▶ [YOUR OBJECTIVE]: Please answer from the rugby career text: what award did Hodnett win for the 2022–23 United Rugby Championship season, and what tackle success rate earned it?

▶ [DOCUMENT TEXT]:
====

Hodnett signed a one-year contract extension with Munster in January 2022. He started in Munster's historic 28–14 win against a South Africa XV in Páirc Uí Chaoimh on 10 November 2022, and won the 2022–23 United Rugby Championship Tackle Machine award for his 96% tackle success rate during that season. He was player of the match and scored the winning try in Munster's 19–14 win against the Stormers in the final of the 2022–23 United Rugby Championship on 27 May 2023.

==Ireland==
Selected in the Ireland under-20s squad for the 2019 Six Nations Under 20s Championship, Hodnett started the wins against England, Scotland, Italy, France, and Wales, as Ireland secured their first grand slam in the tournament since 2007. He was retained in the under-20s squad for the 2019 World Rugby Under 20 Championship when it was confirmed in May 2019, and started in the opening win against England and the defeat against Australia, before a knee injury brought an end to his participation in the tournament.

====

▶ [Data items]:

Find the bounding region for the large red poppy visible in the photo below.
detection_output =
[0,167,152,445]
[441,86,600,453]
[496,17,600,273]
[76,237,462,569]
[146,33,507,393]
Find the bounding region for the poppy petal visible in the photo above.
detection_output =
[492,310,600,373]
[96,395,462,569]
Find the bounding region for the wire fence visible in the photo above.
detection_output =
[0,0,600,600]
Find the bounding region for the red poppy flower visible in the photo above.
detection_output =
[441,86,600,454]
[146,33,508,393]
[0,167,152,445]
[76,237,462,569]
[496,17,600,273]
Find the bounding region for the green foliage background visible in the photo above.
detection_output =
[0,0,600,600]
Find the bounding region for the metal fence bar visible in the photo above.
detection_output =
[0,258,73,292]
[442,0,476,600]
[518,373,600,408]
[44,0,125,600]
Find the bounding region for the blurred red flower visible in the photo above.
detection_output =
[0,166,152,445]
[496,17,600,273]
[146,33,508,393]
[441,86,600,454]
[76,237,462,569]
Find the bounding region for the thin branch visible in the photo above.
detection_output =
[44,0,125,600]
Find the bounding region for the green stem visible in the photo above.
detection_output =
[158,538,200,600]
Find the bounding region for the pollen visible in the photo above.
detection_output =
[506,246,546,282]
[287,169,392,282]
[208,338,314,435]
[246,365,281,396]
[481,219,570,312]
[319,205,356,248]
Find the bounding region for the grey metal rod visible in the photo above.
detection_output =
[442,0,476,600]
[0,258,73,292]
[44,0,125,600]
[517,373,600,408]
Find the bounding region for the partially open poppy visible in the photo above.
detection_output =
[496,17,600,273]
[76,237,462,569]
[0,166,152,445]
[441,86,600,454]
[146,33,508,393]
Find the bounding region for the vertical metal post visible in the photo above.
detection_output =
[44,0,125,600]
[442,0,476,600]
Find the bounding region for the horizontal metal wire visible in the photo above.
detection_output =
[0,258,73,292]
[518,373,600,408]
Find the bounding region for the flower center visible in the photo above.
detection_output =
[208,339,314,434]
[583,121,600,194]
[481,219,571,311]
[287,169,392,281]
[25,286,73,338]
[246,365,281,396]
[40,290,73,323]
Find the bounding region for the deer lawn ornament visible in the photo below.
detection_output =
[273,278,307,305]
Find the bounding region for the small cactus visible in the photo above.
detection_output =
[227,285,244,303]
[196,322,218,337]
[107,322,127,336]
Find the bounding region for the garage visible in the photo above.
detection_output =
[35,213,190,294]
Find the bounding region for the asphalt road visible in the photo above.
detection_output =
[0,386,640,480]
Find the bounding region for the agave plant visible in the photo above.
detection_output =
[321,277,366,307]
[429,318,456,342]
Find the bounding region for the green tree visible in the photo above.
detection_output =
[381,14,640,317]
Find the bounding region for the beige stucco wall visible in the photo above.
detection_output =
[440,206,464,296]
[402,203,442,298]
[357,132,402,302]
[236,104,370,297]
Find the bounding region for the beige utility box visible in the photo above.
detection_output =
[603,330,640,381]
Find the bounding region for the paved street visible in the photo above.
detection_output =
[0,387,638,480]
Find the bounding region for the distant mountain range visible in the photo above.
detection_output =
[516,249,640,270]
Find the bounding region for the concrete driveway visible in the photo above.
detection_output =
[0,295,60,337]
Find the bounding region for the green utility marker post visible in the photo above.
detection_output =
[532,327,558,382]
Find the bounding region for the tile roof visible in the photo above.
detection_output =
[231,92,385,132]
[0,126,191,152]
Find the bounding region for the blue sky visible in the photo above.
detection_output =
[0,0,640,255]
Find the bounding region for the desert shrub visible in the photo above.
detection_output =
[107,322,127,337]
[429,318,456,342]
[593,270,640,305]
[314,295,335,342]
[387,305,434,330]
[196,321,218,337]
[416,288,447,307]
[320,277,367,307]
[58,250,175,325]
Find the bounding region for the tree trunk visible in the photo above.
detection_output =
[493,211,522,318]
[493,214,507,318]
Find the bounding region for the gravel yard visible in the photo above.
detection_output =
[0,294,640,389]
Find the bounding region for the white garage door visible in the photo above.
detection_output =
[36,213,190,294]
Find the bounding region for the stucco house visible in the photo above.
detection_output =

====

▶ [THE ANSWER]: He won the 2022–23 United Rugby Championship Tackle Machine award for a 96% tackle success rate.